-------- EXTRAIT DU TEXTE

Claudia Goldin a reçu le prix de la Banque de Suède, présenté comme l’équivalent du prix Nobel en sciences économiques, pour ses travaux sur l’évolution de la place des femmes sur le marché du travail américain.
S i l’on reconnaît aujourd’hui la maternité comme un frein majeur dans l’évolution de carrière, c’est parce que les travaux de Claudia Goldin l’ont prouvé de manière scientifique. Tout au long de sa vie, cette chercheuse, aujourd’hui âgée de 77 ans, a en effet réuni et compulsé plus de deux cents ans de données sur la formation, les diplômes, les salaires, les emplois et les carrières féminines aux États-Unis.
Ses analyses ont fait d’elle une pionnière des « gender studies », telles qu’il n’en existe pas en Europe. Difficile de sélectionner au sein de son apport les études les plus marquantes. Elle a montré que l’emploi des femmes avait diminué à partir du XIXe siècle et de la révolution industrielle, avant de croître à nouveau depuis la diffusion de la contraception. Ce sont également ses recherches qui ont mis en évidence l’impact des auditions à l’aveugle sur le recrutement des musiciennes au sein des orchestres philharmoniques.
À potentiel comparable, les femmes plus souvent en retrait
Enfin, son dernier ouvrage s’intéresse aux « greedy jobs », ces postes avides du temps de ceux qui les occupent, métiers du haut management, du conseil, de la gestion, dans lesquels, pour gravir les échelons, il faut se rendre disponible à toute heure, week-ends compris. Depuis vingt ans, les salariés qui acceptent ces conditions gagnent vraiment plus au taux horaire que ceux qui travaillent selon un schéma hebdomadaire classique, observe-t-elle. Or ce sont souvent des hommes dont les femmes ont accepté de ne plus travailler ou de travailler moins pour s’occuper des enfants, alors qu’elles avaient le même potentiel professionnel que leurs époux. Les femmes ne quittent pas leur poste parce que leurs maris sont riches. Mais leurs époux sont riches parce qu’elles se sont mises en retrait.

----------------
-------- ITEMS FOURNIS

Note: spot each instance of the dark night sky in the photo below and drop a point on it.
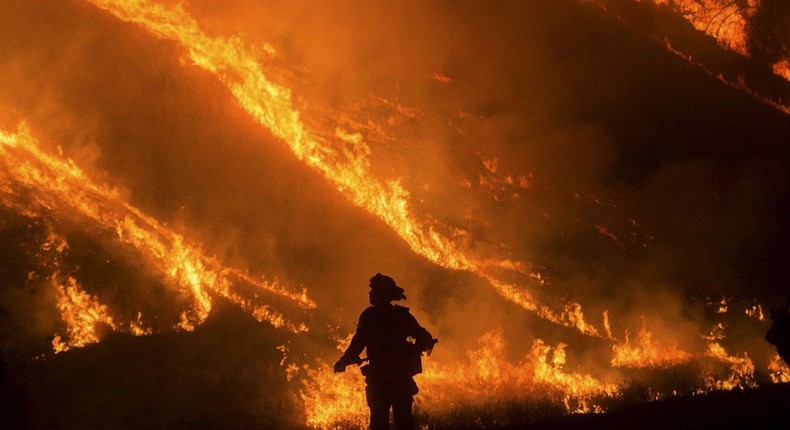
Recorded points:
(652, 186)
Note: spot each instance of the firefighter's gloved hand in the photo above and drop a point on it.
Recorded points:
(344, 361)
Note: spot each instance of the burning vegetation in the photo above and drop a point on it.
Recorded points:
(527, 242)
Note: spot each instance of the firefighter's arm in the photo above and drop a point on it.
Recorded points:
(351, 355)
(423, 339)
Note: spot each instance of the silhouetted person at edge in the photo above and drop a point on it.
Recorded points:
(386, 330)
(779, 333)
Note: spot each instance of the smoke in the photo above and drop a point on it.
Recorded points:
(540, 132)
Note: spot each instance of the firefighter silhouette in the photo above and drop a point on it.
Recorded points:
(395, 342)
(779, 333)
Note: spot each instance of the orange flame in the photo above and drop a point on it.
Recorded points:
(81, 312)
(342, 157)
(722, 19)
(332, 400)
(646, 352)
(61, 186)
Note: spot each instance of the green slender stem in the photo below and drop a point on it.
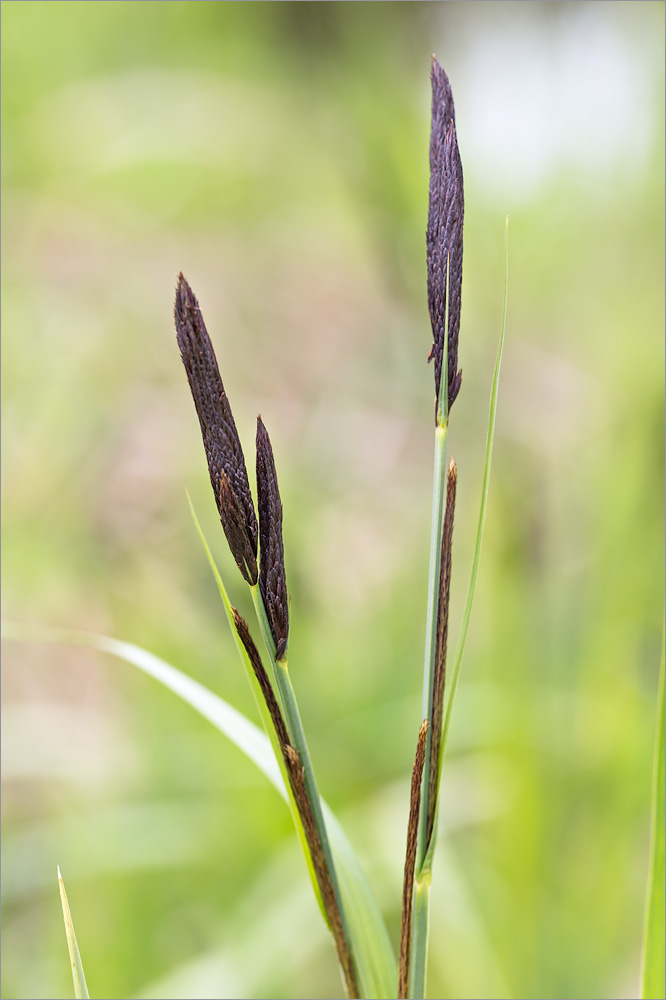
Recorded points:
(292, 716)
(417, 969)
(492, 414)
(439, 491)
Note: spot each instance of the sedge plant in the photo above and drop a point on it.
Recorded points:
(366, 958)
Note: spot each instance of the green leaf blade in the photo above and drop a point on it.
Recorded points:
(376, 964)
(80, 986)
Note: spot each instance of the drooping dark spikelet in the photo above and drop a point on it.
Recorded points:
(410, 864)
(440, 648)
(226, 463)
(444, 236)
(272, 579)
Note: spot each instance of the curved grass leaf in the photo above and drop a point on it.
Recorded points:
(654, 971)
(375, 959)
(80, 987)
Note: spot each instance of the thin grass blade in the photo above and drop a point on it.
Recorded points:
(464, 626)
(653, 985)
(376, 963)
(80, 986)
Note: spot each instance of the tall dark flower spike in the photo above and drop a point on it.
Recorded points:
(444, 236)
(226, 463)
(272, 578)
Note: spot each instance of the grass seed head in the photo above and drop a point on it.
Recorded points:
(226, 462)
(444, 235)
(272, 577)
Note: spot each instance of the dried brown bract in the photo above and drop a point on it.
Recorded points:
(444, 236)
(226, 463)
(272, 578)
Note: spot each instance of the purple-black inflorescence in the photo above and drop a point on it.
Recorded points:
(272, 578)
(444, 236)
(226, 463)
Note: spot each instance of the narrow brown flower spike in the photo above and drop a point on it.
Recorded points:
(226, 463)
(272, 578)
(444, 236)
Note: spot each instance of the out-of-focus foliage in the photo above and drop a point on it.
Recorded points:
(277, 154)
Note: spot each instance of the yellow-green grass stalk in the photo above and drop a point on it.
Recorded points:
(423, 876)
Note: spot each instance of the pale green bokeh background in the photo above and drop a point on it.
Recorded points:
(277, 154)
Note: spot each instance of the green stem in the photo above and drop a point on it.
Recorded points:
(439, 491)
(417, 969)
(292, 716)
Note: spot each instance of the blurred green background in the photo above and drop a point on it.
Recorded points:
(277, 154)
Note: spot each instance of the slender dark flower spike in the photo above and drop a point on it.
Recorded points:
(272, 578)
(444, 236)
(226, 463)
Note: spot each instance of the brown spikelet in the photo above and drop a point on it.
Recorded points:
(262, 677)
(299, 791)
(226, 463)
(410, 864)
(440, 649)
(272, 578)
(444, 236)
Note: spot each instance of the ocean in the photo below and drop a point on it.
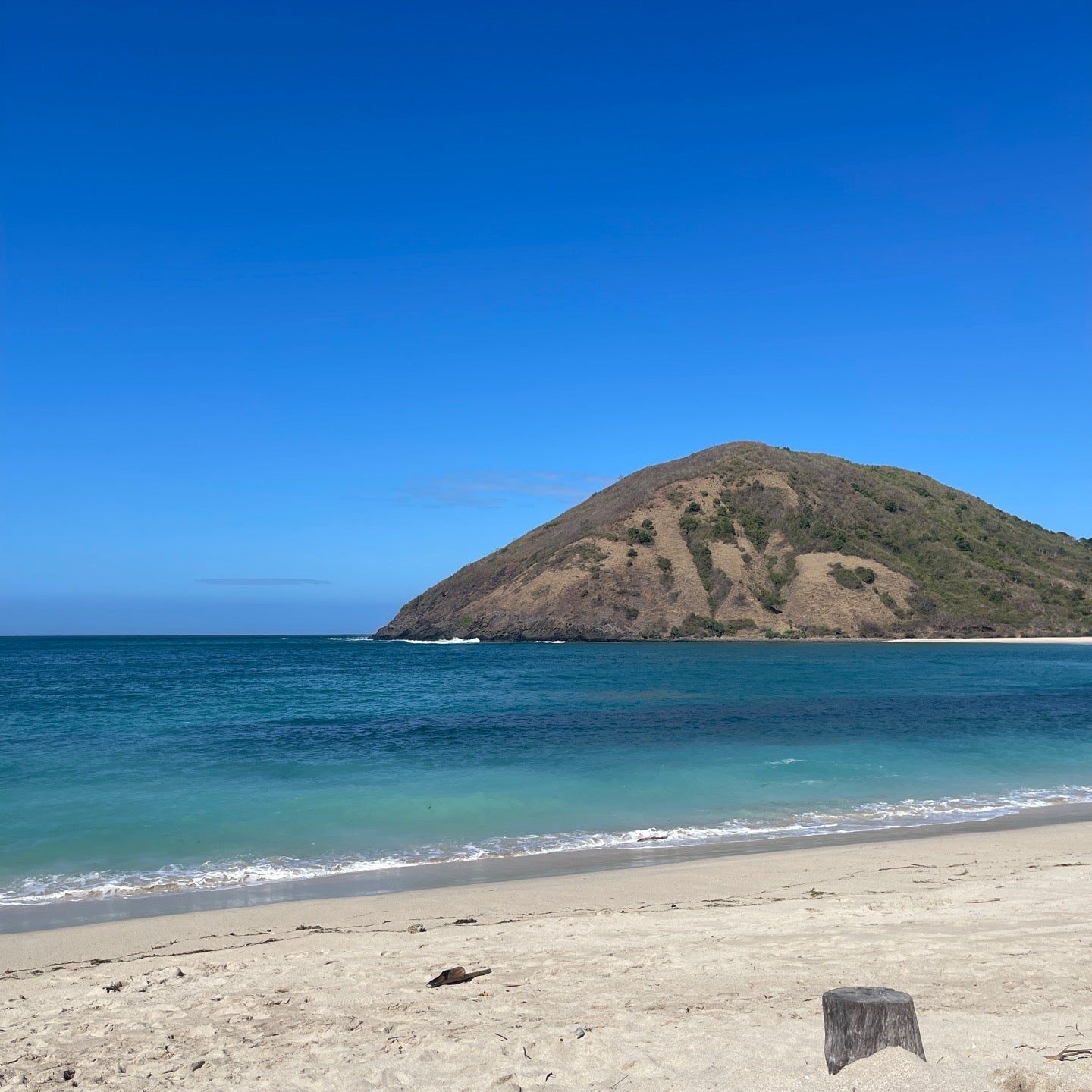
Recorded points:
(139, 766)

----------------

- PROBLÈME À RÉSOUDRE: D'après l'extrait du texte sur Claudia Goldin, sur combien d'années de données relatives aux carrières féminines aux États-Unis ses recherches ont-elles porté ?

- SOLUTION PROPOSÉE: Plus de deux cents ans de données.